WHAT YOU NEED TO DO -> Which lines in the items below contain the word "hiking"? Extract each such line, treating case as significant.

[Records of labeled points]
--- Begin ---

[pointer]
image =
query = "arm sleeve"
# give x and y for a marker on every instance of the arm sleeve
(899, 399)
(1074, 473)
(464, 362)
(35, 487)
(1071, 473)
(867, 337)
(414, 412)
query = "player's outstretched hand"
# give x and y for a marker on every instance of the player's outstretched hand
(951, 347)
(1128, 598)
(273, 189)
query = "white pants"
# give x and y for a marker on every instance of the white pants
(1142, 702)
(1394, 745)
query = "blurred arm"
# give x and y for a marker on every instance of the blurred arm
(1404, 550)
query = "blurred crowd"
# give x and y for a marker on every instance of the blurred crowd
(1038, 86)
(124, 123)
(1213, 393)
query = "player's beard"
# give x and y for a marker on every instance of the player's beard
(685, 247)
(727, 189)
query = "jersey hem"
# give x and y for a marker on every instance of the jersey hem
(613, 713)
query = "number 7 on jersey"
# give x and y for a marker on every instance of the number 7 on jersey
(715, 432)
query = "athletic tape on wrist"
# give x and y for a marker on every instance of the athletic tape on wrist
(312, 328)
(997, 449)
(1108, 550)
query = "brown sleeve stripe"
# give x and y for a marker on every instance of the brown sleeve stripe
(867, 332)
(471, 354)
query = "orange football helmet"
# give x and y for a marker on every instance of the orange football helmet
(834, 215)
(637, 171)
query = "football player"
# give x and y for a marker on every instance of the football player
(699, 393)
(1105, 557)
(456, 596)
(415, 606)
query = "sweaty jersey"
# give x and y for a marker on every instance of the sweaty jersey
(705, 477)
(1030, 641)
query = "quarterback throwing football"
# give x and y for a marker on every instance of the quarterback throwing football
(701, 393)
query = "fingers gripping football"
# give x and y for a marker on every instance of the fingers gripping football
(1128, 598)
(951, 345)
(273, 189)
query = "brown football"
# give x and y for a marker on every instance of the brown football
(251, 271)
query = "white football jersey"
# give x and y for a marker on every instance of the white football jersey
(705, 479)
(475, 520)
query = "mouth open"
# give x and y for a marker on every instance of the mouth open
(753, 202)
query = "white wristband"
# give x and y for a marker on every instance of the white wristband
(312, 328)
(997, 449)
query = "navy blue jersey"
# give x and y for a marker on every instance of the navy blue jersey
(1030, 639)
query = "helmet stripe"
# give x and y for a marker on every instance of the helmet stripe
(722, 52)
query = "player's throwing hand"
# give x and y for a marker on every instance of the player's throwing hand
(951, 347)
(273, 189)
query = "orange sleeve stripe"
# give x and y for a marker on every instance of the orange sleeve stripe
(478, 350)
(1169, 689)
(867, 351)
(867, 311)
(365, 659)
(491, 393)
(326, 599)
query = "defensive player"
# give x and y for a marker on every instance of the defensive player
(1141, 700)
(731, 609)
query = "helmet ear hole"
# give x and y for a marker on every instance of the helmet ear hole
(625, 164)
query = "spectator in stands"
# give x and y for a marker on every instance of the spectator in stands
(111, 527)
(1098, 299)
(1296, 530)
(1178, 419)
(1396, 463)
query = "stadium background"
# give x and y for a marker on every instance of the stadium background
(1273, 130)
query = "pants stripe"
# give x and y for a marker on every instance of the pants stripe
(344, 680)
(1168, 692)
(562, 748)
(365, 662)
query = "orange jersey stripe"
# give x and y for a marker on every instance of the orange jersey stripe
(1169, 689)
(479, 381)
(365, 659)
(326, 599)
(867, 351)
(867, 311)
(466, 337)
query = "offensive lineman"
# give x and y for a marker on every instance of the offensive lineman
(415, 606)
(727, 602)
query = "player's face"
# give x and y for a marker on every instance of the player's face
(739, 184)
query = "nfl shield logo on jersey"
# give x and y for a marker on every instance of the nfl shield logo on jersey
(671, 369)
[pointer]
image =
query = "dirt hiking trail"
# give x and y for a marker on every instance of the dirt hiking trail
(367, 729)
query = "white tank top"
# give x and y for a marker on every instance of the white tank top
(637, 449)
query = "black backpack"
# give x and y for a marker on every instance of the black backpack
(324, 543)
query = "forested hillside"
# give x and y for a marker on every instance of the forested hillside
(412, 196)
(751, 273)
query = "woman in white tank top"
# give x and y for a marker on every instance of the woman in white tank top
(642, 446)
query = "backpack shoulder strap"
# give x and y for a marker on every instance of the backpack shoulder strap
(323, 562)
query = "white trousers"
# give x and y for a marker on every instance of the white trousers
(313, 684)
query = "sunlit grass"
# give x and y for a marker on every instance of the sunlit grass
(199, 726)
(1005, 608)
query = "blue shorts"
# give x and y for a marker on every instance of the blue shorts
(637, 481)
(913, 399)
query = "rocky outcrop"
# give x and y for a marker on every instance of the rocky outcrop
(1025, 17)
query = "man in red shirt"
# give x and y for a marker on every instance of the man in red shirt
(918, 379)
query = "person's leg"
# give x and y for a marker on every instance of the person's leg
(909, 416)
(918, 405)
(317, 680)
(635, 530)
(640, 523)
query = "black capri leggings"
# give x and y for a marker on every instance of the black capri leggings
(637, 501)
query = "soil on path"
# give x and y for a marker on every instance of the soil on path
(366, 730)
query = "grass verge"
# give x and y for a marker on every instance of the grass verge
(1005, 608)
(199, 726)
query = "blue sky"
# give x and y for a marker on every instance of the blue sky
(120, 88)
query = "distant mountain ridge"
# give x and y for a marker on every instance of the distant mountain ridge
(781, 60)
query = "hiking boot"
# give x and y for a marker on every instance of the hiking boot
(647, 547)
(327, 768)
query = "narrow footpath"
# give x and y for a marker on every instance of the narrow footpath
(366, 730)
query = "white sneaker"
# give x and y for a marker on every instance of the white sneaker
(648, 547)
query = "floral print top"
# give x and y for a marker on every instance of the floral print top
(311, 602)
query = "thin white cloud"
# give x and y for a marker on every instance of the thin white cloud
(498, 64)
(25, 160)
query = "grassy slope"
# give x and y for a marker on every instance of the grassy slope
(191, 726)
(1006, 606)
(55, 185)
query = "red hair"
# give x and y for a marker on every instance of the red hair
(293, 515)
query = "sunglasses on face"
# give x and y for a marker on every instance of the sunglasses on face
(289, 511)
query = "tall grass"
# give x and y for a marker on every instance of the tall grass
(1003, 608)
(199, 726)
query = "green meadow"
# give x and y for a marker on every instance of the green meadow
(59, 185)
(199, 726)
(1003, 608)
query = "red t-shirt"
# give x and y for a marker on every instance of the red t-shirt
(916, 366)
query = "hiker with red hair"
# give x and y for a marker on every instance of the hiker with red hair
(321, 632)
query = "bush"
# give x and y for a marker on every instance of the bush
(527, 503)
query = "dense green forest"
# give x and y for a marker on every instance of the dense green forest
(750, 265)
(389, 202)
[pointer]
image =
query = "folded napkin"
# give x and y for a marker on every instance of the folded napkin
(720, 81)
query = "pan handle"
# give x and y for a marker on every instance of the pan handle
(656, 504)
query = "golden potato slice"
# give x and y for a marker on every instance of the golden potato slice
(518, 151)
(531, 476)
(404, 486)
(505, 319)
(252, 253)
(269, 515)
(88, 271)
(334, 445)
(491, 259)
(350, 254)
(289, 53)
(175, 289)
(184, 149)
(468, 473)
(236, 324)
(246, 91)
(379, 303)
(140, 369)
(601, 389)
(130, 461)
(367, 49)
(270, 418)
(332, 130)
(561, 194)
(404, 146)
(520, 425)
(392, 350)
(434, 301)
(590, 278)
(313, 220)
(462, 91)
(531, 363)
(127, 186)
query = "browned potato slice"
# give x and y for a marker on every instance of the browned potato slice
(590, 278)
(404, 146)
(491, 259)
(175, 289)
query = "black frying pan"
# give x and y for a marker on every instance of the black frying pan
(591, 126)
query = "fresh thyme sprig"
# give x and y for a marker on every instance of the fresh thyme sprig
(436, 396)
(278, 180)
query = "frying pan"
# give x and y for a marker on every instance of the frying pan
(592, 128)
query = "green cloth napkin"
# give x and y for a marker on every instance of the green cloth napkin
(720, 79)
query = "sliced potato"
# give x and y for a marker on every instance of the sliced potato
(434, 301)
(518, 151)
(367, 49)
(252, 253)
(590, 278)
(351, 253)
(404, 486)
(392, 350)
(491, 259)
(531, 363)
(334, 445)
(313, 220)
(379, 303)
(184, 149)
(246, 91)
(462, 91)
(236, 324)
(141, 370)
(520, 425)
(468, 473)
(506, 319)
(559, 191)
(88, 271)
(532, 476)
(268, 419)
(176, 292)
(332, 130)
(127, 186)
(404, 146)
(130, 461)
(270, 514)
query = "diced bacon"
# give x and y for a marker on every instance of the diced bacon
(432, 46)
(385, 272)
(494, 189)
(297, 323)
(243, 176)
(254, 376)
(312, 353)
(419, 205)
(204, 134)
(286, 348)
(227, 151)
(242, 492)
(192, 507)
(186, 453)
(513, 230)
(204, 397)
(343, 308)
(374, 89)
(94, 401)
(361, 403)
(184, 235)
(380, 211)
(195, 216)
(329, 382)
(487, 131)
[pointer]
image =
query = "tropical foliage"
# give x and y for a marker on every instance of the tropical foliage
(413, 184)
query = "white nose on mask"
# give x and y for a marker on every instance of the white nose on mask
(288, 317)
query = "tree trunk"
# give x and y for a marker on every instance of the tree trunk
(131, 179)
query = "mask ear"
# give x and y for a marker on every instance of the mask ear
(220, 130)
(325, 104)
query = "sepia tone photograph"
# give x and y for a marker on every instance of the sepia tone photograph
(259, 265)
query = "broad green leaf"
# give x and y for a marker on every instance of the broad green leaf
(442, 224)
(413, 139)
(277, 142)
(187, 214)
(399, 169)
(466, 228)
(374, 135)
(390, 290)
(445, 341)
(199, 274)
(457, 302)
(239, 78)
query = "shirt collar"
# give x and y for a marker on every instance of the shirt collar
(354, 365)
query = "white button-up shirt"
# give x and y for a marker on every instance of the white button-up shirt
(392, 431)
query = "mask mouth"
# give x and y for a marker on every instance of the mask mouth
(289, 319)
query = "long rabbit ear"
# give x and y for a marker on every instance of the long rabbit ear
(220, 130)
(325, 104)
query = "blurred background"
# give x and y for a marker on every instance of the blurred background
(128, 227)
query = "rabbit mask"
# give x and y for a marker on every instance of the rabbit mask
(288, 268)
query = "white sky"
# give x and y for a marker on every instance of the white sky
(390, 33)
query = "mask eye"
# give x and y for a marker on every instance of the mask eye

--- End ---

COMPLETED EXERCISE ->
query = "dirt hiking trail"
# give x and y for a marker on every instance of the dirt hiking trail
query = "hiking boot"
# give x and y for a marker on every instance of the hiking boot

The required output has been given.